***** Excerpt provided *****

The following Dill bread recipe uses both whey and ricotta in its preparation. However, if you do not have whey and Ricotta, the bread can be made with water instead of whey, and small curd cottage cheese instead of Ricotta. This is a delicious bread that makes excellent toast and grilled cheese sandwiches. The recipe makes two loaves of Dill bread.

 

 Ingredients:

 

  • 1/2 Cup. Whey
  • 1 Tablespoon. Yeast
  • 2 Cup. Ricotta
  • 2 Tablespoon. Butter
  • 4 Tablespoon. Sugar
  • 1 small. Onion, minced
  • 2 tsp. Dill weed
  • 2 tsp. Dill seed
  • 2 1/2 tsp. Salt
  • 1/2 tsp. Baking soda
  • 2 Eggs
  • 1/2 Cup. Wheat germ
  • 5-6 Cup. Flour

 

Directions:

 

  • Heat the whey to luke warm and place in a large mixing bowl. Dissolve the yeast in the whey. Place the Ricotta and the butter in a microwave safe bowl and heat in the microwave until the butter just melts – about 1 1/2 to 2 minutes on high; be sure to stir it occasionally.

***** Entries supplied *****

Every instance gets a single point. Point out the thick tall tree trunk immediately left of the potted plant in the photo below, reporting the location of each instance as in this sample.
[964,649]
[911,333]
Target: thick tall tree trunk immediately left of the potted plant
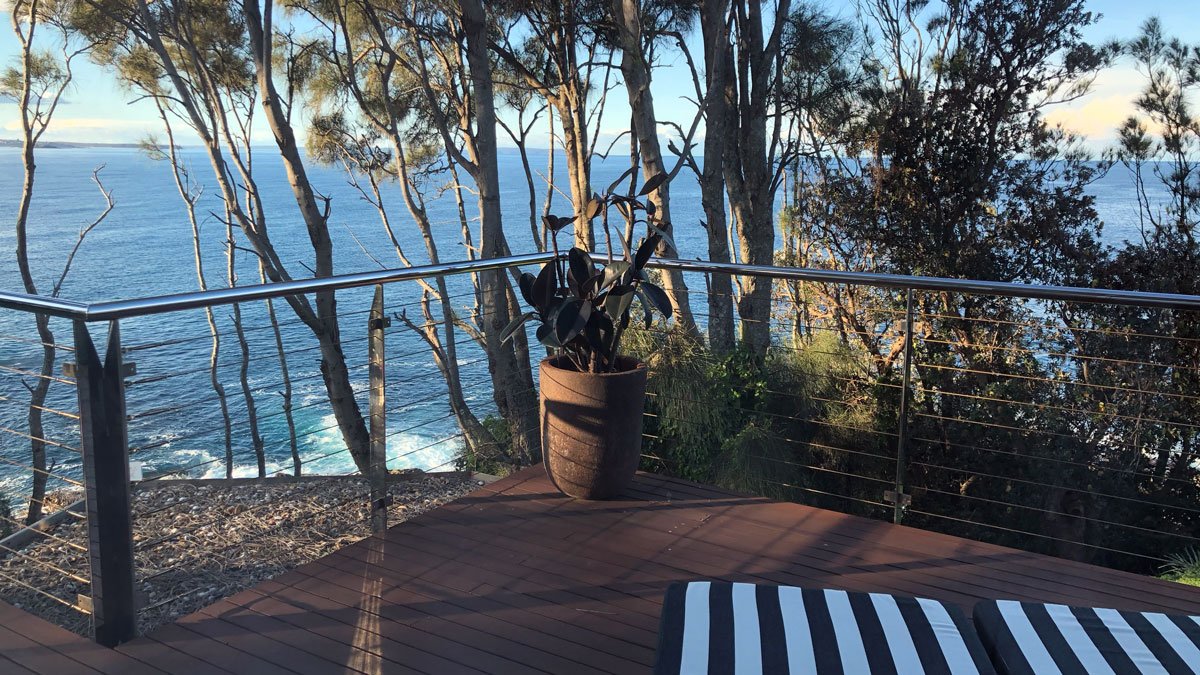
[512,379]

*****

:: What the task requires ::
Resume the dill bread recipe after its last sentence and write the remaining directions.

:: Result for this exercise ::
  • To the yeast mixture add the sugar, onion, dill weed & seed, salt, baking soda and eggs. Mix until combined. Add the wheat germ and the Ricotta, and mix well. Add 1 1/2 cups of the flour and beat on medium for 5 minutes. Slowly add another 1 1/2 cups of flour. Now switch to the dough hook and continue to slowly add enough of the remaining flour to create a fairly stiff dough. I use a heavy duty Kitchen Aid mixer when making this bread. If you have a “weaker” mixer, you may have to finish adding the rest of the flour by hand. Turn the dough out onto a floured board and knead until the dough springs back when you poke it – approximately  5 to 10 minutes.
  • Place the dough in a greased bowl, cover and let rise until doubled, about 1 1/2 hours. Punch down, knead briefly and divide in half. Shape the dough into smooth loaves and place in greased loaf pans. Cover and let rise until doubled, about an hour. Alternatively, if you do not want to time the risings, you can just keep an eye on the loaves until they look right.
  • Bake in a preheated oven at 350° for about 50 minutes.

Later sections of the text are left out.